Objective
Please extract every line of the rows below that contains the string "MultiPolygon", copying each such line in full.

The input start

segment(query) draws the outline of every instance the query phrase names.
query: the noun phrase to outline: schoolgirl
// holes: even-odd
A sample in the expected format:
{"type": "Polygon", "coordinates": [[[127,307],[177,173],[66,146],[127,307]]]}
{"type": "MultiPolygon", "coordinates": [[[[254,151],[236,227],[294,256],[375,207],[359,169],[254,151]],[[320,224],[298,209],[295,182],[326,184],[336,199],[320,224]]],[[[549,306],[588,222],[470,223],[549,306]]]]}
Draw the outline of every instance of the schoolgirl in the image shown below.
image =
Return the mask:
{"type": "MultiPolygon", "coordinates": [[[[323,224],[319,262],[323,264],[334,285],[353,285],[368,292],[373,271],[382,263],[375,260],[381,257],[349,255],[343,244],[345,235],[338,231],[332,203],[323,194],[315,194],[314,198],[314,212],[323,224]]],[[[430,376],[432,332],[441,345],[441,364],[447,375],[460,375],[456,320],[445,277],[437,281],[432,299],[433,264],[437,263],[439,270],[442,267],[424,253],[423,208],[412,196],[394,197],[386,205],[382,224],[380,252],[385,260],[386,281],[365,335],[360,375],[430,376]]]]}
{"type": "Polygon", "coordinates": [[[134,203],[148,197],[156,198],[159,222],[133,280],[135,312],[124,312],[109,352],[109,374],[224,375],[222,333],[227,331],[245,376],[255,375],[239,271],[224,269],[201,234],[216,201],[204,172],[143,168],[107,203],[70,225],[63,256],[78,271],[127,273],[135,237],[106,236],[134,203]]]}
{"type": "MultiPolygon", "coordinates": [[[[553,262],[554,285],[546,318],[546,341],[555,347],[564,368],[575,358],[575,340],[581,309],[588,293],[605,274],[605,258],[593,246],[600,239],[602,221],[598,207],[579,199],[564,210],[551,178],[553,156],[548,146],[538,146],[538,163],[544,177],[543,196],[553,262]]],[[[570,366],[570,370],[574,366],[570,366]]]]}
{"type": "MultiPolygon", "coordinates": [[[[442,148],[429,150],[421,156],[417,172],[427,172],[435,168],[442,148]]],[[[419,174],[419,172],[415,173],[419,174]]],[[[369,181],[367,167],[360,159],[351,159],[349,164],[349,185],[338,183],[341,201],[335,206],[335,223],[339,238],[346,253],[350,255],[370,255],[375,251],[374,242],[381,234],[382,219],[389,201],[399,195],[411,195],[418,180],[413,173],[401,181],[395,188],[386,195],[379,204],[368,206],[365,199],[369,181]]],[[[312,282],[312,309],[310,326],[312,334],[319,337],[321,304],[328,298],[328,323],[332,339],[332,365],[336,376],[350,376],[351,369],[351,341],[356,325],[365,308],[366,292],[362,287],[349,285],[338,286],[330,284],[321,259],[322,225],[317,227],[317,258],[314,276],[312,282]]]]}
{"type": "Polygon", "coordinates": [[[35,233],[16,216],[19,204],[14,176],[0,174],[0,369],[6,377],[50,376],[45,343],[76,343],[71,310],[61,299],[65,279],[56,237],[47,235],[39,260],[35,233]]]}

The input end

Answer to this task
{"type": "MultiPolygon", "coordinates": [[[[254,151],[236,227],[294,256],[375,207],[359,169],[254,151]],[[320,224],[298,209],[295,182],[326,184],[336,199],[320,224]]],[[[549,306],[588,222],[470,223],[549,306]]]]}
{"type": "MultiPolygon", "coordinates": [[[[323,224],[319,262],[323,264],[334,285],[353,285],[368,292],[373,271],[382,263],[375,260],[381,257],[349,255],[343,244],[345,235],[338,231],[332,203],[323,194],[315,194],[314,198],[314,212],[323,224]]],[[[430,376],[432,332],[441,345],[441,364],[447,375],[460,375],[456,320],[445,277],[437,281],[432,299],[433,264],[437,263],[439,270],[442,267],[424,253],[423,208],[412,196],[394,197],[386,205],[382,224],[380,252],[385,260],[386,281],[365,335],[360,375],[430,376]]]]}
{"type": "MultiPolygon", "coordinates": [[[[553,262],[554,285],[546,318],[546,341],[555,347],[564,368],[575,358],[575,340],[581,309],[588,293],[605,274],[605,258],[593,246],[600,239],[602,221],[598,207],[579,199],[564,210],[551,178],[553,156],[548,146],[538,146],[538,163],[544,177],[543,196],[553,262]]],[[[570,366],[570,370],[574,366],[570,366]]]]}
{"type": "MultiPolygon", "coordinates": [[[[442,148],[429,150],[421,156],[417,172],[427,172],[435,168],[442,148]]],[[[419,174],[419,172],[415,173],[419,174]]],[[[369,181],[367,167],[360,159],[351,159],[349,164],[349,185],[338,183],[341,201],[335,206],[335,223],[339,238],[346,253],[350,255],[370,255],[375,251],[374,242],[381,234],[382,219],[389,201],[399,195],[411,195],[418,180],[413,173],[401,181],[395,188],[386,195],[379,204],[368,206],[365,199],[369,181]]],[[[312,282],[312,309],[310,326],[312,334],[319,337],[321,304],[328,298],[328,323],[332,339],[332,365],[336,376],[350,376],[351,369],[351,341],[356,325],[365,308],[366,292],[362,287],[349,285],[338,286],[330,284],[321,259],[322,225],[317,227],[317,258],[314,276],[312,282]]]]}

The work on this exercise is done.